= What is needed =
Transcribe each record as written.

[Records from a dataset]
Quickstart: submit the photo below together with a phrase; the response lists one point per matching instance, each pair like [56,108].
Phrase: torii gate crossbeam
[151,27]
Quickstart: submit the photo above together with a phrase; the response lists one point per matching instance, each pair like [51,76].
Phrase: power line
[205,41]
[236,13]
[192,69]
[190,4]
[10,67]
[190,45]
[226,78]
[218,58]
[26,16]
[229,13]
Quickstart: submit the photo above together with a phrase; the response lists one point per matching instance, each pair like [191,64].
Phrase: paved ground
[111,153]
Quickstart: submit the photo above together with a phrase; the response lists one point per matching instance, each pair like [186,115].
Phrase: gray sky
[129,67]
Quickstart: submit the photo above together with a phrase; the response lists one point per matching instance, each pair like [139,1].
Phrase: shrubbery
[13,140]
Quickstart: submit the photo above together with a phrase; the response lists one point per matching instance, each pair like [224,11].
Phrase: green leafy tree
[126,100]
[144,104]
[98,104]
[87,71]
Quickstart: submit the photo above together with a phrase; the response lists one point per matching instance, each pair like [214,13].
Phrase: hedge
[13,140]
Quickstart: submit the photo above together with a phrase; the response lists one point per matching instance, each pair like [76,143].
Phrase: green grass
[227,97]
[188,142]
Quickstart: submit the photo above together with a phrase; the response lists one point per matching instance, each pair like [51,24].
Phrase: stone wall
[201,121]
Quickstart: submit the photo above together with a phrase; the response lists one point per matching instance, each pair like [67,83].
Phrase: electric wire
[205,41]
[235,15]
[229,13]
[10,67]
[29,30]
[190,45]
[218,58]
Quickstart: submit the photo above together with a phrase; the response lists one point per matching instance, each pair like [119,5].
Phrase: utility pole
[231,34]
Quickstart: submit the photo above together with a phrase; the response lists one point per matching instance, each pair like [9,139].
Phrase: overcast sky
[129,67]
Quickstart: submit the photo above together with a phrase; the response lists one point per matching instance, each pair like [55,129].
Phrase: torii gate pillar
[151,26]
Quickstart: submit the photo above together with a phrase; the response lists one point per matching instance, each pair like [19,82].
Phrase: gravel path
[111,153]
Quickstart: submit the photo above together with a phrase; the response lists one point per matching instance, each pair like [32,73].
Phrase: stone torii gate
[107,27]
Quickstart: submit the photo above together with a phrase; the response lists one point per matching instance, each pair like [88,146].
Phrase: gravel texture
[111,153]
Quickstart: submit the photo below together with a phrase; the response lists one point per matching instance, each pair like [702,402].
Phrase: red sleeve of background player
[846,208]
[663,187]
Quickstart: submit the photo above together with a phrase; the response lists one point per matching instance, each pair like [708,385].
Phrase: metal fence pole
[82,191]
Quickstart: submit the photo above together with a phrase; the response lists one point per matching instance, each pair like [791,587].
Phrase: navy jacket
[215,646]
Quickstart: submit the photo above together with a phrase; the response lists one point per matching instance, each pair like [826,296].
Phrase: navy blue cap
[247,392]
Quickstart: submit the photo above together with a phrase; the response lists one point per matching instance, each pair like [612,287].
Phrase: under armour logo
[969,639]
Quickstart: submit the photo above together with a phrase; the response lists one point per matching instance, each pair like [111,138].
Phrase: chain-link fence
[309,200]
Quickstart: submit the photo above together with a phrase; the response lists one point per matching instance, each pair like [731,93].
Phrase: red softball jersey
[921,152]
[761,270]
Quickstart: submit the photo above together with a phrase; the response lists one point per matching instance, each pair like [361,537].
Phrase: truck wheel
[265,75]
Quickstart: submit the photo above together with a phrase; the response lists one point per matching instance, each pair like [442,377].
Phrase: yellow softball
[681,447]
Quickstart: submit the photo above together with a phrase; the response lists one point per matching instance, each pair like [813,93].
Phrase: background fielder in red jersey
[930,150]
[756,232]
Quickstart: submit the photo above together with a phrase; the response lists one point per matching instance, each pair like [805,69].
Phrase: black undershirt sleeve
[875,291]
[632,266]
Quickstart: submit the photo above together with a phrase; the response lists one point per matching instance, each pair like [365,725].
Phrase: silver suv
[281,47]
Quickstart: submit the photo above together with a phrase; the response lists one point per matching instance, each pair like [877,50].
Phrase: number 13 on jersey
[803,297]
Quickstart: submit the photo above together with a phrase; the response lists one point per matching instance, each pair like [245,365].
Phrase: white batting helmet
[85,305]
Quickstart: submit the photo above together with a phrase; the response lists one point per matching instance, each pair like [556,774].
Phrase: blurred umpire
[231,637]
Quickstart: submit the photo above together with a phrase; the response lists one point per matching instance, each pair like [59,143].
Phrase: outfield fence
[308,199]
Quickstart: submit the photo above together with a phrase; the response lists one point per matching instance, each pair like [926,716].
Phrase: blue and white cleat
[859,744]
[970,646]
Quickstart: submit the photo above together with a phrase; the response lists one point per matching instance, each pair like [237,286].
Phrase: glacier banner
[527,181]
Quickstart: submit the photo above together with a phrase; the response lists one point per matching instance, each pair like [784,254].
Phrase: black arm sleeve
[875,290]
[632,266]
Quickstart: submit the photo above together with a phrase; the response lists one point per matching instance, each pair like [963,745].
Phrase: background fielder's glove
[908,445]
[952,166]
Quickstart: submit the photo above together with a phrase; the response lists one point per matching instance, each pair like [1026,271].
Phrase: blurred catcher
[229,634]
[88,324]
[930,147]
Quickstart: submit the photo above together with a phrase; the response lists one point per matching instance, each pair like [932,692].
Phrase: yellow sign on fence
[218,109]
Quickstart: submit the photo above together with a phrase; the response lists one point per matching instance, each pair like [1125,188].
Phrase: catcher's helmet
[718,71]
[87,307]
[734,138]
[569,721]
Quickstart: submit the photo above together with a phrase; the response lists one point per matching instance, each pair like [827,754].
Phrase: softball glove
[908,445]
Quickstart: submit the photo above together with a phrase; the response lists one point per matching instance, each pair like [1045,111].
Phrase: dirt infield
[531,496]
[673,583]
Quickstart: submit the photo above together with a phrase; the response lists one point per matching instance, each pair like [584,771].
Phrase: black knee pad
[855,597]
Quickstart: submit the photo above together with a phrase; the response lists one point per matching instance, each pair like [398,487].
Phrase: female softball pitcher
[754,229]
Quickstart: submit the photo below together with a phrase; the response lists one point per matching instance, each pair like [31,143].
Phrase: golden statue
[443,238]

= Response to the task =
Quickstart: submit the photo below together with a phrase; the response lists one point per matching instance, each pair like [56,108].
Phrase: torii gate crossbeam
[151,27]
Quickstart: submit the photo above together with a phrase; the response lists one point per matching instance, each pair like [51,76].
Phrase: power line
[205,41]
[236,13]
[192,69]
[190,4]
[10,67]
[190,45]
[226,78]
[218,58]
[26,16]
[229,13]
Quickstart: submit the photo above together with a phrase; the response lists one point per matching instance, each pair like [191,64].
Phrase: paved ground
[111,153]
Quickstart: submit the photo above together with a phrase; the response lists one point per matching instance, each pair like [186,115].
Phrase: gray sky
[129,67]
Quickstart: submit the photo above together with a phrase; the response lists one point per matching instance, each pair like [139,1].
Phrase: shrubbery
[13,140]
Quickstart: submit the photo above together with a phrase; the response lists one point per matching instance, each pair like [224,11].
Phrase: green leafy tree
[126,100]
[144,104]
[98,104]
[87,71]
Quickstart: submit the photo above together with a phrase; the response lists one point per matching instance, each pair like [214,13].
Phrase: hedge
[13,140]
Quickstart: submit the photo above together with a phrase; the response lists one point per matching instance, each pair like [76,143].
Phrase: green grass
[227,97]
[188,142]
Quickstart: submit the photo above together with a phrase; the response lists one point per matching instance, each pair like [51,24].
Phrase: stone wall
[201,121]
Quickstart: submit the photo above together with a phrase; the response lists one point per matching instance, each pair like [67,83].
Phrase: electric wire
[205,41]
[235,15]
[229,13]
[10,67]
[29,30]
[190,45]
[218,58]
Quickstart: submit the photo above together with a phrase; the response lists one point per matching instance, each pair like [119,5].
Phrase: utility pole
[231,34]
Quickstart: submit the photo above together with a phrase; the response lists one point per matching instance, each pair like [9,139].
Phrase: overcast sky
[129,67]
Quickstart: submit the photo above together with a phrase; the response lists one point per matching instance, each pair like [55,129].
Phrase: torii gate pillar
[151,26]
Quickstart: submit the photo above together with a phrase; the response lists one point per matching instance, each pair like [19,82].
Phrase: gravel path
[111,153]
Quickstart: submit the photo above together with a phrase; the response lists one point per matching instance, each pair like [32,73].
Phrase: stone torii gate
[107,27]
Quickstart: submit the photo above together with a phrase; the response lists one point per matching instance, each pair like [88,146].
Phrase: gravel texture
[111,153]
Quickstart: submit the photo below together with a phrase; the response lists one point per matching instance, each pair like [702,402].
Phrase: red sleeve of background player
[846,208]
[663,187]
Quickstart: submit the photo above together with a phrase; the response lists one point per matching instance, each pair like [708,385].
Phrase: metal fence pole
[82,191]
Quickstart: submit the photo above together with a phrase; the response lists one point per matching instance, each pair like [791,587].
Phrase: navy jacket
[215,646]
Quickstart: submit the photo above together with a phrase; the response lists one point per matching instance, each pair like [826,296].
Phrase: navy blue cap
[247,392]
Quickstart: submit the photo above together with a phrase; the response lists one point per matching instance, each pair like [612,287].
Phrase: under armour logo
[969,639]
Quickstart: submit the photo above together with a phrase; the response lists one point per matching instance, each pair like [111,138].
Phrase: chain-link fence
[309,200]
Quickstart: submit the photo above together with a phrase; the response lists one point per matching instance, each pair like [731,93].
Phrase: red softball jersey
[921,152]
[761,270]
Quickstart: submit the photo above together with a phrase; the response lists one point per matching instance, each pair like [361,537].
Phrase: truck wheel
[265,75]
Quickstart: submit the photo above together with a phrase; the response lists one point per matching instance, each pair like [442,377].
Phrase: yellow softball
[681,447]
Quickstart: submit the photo above together with a phrase; the response lists one point per matching instance, each pair like [813,93].
Phrase: background fielder in red jersey
[930,150]
[756,232]
Quickstart: submit the photo above together with a phrase; the response lists one point per matching instance, each pair like [805,69].
Phrase: black undershirt sleeve
[875,291]
[632,266]
Quickstart: submit the photo above together with a phrase; the response lists one point per matching instance, each pair like [365,725].
Phrase: silver suv
[281,47]
Quickstart: submit the photo above together with a phrase; the response lists one point per matching instance, each pair like [877,50].
Phrase: number 13 on jersey
[803,297]
Quickstart: submit the photo above together with a phrase; the response lists one point per matching instance, each pair like [245,365].
Phrase: white batting helmet
[85,305]
Quickstart: submit the photo above together with a phrase; the response lists one point per matching instance, each pair like [556,774].
Phrase: blurred umpire
[231,637]
Quickstart: submit the photo above together with a phrase; the response lists one point per matching instance, each pair like [59,143].
Phrase: outfield fence
[308,199]
Quickstart: submit the photo above together with a phrase; the response lists one point per matching instance, each pair like [926,716].
Phrase: blue and white cleat
[859,744]
[970,646]
Quickstart: submit the photo above together with a phrase; the response lists one point per matching instance, each pair like [237,286].
Phrase: glacier banner
[527,181]
Quickstart: submit the photo above together with a phrase; the response lists one point per matching instance, each pair like [784,254].
Phrase: black arm sleeve
[875,290]
[632,266]
Quickstart: submit the photo above together with a phrase; the response lists one point per matching instance, each pair like [963,745].
Phrase: background fielder's glove
[908,445]
[952,166]
Quickstart: submit the photo above together with a phrase; the response lists one point per matching instance, each pair like [1026,271].
Phrase: blurred catcher
[229,634]
[88,324]
[930,147]
Quickstart: submit the photo above together with a phrase; the response lists one point per matching instance, each pair like [932,692].
Phrase: yellow sign on fence
[218,109]
Quickstart: submit the photo above together with a phrase; the response lists one point per matching instance, each pair like [1125,188].
Phrase: catcher's helmet
[718,71]
[87,307]
[734,138]
[569,721]
Quickstart: submit the photo above together with a phrase; the response lists one point per matching instance, each pair like [827,754].
Phrase: softball glove
[908,445]
Quickstart: submit the photo above together with a phrase; the response lists one point per matching instance, each pair like [1045,111].
Phrase: dirt infield
[531,496]
[673,583]
Quickstart: submit the photo above together with a phrase; the response lists one point per matching instance, each pair like [584,771].
Phrase: black knee pad
[855,597]
Quickstart: submit the photo above together with a phrase; the response lists one point per matching instance, each pair like [398,487].
Phrase: female softball pitcher
[754,229]
Quickstart: submit the photo below together with a phrase; the response lists one point per matching instance, each pair like [31,143].
Phrase: golden statue
[443,238]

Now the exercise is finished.